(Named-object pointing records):
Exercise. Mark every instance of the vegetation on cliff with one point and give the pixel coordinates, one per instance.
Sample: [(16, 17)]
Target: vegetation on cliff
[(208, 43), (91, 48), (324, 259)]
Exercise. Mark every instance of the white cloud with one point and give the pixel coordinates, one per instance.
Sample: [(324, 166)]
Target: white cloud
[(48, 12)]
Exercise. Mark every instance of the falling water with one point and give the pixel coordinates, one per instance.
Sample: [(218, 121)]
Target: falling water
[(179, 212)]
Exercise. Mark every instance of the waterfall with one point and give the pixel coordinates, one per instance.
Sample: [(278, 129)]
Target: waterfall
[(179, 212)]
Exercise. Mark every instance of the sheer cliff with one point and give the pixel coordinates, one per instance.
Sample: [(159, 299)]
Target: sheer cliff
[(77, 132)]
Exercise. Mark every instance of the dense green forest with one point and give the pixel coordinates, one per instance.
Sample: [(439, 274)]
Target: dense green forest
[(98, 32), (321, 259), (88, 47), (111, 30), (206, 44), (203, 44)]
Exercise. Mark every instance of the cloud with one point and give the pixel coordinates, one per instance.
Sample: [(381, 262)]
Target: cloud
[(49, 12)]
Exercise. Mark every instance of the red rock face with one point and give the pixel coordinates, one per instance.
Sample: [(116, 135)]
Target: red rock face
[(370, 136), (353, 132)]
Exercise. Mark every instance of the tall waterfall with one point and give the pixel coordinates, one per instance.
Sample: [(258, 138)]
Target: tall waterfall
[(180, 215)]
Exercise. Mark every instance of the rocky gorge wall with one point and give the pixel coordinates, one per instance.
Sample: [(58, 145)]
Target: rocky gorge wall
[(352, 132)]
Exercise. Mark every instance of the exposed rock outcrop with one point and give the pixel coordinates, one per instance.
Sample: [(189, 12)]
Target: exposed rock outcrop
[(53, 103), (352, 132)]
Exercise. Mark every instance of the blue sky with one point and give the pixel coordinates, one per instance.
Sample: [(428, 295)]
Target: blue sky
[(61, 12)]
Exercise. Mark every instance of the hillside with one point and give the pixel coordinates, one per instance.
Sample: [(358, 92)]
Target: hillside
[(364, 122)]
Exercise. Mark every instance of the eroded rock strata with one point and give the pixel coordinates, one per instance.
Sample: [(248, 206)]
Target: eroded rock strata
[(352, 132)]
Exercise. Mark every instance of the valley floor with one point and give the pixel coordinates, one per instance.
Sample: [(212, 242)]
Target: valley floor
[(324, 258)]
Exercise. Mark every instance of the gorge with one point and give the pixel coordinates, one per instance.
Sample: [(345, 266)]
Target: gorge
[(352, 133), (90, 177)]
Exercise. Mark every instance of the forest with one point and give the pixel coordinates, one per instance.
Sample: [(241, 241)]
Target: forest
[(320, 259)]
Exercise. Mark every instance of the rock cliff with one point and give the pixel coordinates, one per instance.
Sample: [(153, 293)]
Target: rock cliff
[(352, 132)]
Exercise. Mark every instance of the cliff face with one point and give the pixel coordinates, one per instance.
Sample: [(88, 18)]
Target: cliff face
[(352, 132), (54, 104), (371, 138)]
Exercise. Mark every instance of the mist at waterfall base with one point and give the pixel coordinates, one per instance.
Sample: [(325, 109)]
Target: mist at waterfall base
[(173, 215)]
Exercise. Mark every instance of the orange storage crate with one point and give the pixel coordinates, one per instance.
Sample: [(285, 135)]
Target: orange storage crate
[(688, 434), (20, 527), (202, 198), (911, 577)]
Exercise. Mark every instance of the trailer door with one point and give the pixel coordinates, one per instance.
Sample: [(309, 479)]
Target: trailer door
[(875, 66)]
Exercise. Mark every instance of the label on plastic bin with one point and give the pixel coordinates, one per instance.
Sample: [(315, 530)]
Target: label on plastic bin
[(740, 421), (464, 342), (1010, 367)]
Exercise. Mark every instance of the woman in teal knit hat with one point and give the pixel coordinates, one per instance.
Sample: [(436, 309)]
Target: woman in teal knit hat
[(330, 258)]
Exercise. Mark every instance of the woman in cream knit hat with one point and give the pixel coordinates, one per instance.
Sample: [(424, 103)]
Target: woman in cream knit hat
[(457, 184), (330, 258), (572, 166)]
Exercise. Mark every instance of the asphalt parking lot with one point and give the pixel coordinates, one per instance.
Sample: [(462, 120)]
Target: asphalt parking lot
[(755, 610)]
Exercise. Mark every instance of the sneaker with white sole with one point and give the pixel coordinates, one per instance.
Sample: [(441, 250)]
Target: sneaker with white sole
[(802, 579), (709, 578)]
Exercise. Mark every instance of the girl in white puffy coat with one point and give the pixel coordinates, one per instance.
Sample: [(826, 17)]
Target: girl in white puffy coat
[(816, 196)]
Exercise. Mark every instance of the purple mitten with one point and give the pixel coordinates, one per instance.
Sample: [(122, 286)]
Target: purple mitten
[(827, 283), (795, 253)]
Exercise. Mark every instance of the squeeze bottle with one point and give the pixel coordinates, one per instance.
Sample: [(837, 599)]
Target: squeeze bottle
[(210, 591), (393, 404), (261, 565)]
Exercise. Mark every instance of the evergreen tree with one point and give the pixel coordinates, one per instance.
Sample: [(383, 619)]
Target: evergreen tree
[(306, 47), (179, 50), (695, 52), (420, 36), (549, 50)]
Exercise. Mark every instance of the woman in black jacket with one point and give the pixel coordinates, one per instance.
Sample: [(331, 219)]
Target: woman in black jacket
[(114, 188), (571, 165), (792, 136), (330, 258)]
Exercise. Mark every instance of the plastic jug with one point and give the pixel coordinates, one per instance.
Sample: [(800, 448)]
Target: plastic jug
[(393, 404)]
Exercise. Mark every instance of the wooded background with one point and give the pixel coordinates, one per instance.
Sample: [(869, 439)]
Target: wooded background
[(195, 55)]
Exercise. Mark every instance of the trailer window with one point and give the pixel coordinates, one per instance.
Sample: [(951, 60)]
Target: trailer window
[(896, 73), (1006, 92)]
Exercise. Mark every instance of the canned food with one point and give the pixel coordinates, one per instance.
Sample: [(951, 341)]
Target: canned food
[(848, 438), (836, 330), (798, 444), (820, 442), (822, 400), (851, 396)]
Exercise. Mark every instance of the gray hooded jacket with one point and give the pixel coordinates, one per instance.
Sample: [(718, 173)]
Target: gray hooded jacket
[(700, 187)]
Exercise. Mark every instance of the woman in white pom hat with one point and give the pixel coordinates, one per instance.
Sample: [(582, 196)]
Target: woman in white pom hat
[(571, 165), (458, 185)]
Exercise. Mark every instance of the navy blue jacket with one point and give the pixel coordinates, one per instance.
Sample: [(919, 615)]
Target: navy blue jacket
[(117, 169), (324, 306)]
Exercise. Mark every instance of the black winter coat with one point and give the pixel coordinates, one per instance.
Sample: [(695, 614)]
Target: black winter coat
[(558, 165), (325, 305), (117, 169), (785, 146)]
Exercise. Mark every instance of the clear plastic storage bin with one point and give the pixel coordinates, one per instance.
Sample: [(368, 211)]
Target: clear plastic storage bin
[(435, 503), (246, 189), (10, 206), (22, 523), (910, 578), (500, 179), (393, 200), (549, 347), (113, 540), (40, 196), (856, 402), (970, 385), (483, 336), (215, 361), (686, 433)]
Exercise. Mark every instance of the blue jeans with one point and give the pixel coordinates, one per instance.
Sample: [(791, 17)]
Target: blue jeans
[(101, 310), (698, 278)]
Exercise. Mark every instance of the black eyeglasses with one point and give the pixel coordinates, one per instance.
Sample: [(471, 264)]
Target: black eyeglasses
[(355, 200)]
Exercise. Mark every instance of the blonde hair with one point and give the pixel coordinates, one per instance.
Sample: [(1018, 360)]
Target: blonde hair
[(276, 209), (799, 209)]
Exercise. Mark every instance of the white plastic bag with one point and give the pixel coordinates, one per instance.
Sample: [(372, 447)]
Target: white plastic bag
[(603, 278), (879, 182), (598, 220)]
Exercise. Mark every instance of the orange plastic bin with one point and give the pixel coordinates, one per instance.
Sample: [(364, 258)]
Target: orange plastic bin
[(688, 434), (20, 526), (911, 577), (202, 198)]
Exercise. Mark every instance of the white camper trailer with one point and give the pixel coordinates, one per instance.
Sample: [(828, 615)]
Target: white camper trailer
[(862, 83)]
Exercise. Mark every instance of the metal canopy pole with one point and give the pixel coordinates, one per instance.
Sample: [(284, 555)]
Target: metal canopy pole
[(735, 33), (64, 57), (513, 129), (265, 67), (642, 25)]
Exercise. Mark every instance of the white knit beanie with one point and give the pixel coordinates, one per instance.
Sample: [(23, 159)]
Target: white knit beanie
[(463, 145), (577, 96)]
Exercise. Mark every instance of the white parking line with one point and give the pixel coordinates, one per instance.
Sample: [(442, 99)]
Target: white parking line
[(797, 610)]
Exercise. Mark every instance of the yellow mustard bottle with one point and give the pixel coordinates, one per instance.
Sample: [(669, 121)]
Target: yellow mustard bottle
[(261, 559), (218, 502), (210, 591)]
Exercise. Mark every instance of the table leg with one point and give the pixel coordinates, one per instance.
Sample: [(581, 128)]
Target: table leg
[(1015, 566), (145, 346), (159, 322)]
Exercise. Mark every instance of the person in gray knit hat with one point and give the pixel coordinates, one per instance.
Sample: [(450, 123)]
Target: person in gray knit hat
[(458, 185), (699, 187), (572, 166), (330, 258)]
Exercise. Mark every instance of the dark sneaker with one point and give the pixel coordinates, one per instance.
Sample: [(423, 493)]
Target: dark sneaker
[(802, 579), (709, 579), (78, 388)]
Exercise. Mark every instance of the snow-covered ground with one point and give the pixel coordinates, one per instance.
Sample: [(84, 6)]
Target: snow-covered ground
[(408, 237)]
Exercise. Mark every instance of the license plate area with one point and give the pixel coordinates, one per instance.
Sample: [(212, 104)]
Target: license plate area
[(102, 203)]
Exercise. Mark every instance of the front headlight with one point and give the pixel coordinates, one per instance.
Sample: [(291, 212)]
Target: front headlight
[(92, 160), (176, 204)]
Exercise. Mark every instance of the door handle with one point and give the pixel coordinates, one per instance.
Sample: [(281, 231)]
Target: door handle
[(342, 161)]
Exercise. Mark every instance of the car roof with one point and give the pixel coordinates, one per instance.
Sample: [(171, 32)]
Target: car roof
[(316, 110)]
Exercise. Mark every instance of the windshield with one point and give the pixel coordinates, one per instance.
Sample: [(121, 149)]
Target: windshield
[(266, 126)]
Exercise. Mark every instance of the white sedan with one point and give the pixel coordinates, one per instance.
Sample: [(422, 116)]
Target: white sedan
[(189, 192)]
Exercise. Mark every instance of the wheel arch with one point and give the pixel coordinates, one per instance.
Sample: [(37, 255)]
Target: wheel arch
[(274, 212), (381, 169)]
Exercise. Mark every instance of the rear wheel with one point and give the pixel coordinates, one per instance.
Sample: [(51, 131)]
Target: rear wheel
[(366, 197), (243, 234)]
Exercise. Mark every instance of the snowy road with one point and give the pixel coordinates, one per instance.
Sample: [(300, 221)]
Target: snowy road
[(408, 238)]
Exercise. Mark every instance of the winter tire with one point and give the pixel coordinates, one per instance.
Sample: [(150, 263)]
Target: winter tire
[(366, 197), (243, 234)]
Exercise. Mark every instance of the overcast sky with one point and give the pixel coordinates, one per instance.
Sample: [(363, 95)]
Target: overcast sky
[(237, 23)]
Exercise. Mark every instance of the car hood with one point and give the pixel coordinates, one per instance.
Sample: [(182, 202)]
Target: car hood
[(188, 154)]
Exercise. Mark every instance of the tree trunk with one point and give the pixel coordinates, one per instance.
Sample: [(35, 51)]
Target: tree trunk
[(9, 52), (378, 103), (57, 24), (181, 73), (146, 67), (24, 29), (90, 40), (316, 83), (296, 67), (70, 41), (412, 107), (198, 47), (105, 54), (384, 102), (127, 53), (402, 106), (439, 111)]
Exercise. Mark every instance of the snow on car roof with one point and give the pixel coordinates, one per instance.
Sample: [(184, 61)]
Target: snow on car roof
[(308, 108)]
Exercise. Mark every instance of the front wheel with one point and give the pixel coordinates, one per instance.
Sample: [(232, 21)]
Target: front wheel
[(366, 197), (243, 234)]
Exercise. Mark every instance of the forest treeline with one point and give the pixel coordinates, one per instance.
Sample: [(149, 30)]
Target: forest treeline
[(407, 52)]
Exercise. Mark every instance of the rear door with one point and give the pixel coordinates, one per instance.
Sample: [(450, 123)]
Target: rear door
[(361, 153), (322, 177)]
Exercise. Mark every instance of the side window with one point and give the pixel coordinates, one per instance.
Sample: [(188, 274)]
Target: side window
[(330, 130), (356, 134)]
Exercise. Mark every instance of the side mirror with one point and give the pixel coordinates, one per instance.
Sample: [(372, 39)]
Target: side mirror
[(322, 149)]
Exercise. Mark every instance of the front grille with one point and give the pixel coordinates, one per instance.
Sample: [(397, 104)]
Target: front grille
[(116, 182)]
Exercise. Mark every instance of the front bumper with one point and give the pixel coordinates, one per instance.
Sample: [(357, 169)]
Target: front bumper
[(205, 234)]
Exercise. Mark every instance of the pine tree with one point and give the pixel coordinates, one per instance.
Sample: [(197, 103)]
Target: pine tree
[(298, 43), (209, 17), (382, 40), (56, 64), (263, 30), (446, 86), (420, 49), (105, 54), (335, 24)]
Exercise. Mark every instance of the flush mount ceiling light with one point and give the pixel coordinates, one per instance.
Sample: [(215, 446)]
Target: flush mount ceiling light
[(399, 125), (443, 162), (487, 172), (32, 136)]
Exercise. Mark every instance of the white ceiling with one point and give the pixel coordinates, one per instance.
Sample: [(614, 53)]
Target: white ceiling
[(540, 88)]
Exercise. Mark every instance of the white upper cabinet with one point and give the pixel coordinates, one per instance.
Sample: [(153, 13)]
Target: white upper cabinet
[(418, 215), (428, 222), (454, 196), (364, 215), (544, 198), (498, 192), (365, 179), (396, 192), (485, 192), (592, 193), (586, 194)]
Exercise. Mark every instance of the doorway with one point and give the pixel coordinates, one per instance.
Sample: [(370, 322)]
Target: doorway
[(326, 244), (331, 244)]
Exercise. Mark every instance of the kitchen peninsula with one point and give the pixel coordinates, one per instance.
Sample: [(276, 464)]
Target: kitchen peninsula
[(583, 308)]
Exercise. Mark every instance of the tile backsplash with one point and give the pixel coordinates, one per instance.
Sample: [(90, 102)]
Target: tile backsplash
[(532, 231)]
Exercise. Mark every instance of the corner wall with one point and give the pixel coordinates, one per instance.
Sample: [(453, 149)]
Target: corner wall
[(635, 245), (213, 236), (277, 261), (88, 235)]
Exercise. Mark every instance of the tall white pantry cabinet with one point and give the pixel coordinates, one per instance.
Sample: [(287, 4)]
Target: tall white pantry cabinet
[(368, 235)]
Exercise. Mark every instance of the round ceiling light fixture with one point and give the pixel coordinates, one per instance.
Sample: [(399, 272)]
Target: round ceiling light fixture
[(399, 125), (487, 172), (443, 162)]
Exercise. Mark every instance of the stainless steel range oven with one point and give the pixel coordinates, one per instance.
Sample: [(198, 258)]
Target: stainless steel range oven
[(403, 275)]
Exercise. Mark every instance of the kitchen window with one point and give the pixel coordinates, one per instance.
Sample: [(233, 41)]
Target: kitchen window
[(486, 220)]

(Written request): Copy out the listing above word for word, everything from the line containing "Exercise. Mark every instance of the orange plastic" down to the line containing "[(261, 559), (218, 502), (210, 591)]", both of those lines included.

(Finished exercise):
Exercise. Mark every instance of the orange plastic bin with one point and give the pixel coordinates, one per instance.
Sample: [(364, 258)]
Target: orange plastic bin
[(688, 434), (20, 526), (911, 577), (202, 198)]
Exercise. Mark every instance of the white camper trailer with one point and give the pixel coordinates, one per instance.
Sample: [(828, 615)]
Target: white camper trailer
[(862, 83)]
Exercise. Mark every instance of the metal canopy pole with one point and give the pixel coordinates, one per instance.
Sample: [(284, 555)]
Target: metal canopy pole
[(735, 33), (64, 57), (513, 129), (265, 67), (642, 25)]
Exercise. Mark every instance of the white knit beanie with one point and give the pixel coordinates, one per instance.
Sample: [(23, 159)]
Target: white knit beanie
[(463, 145), (577, 96)]
Exercise. Mark every instance of the white parking line with one point and give the pixel coordinates, one per instance.
Sample: [(442, 99)]
Target: white parking line
[(797, 610)]
Exercise. Mark every instance of the yellow mustard bottle with one point and give the pixel coordinates, one per instance.
Sample: [(669, 121)]
Target: yellow mustard bottle
[(261, 559), (218, 502), (210, 591)]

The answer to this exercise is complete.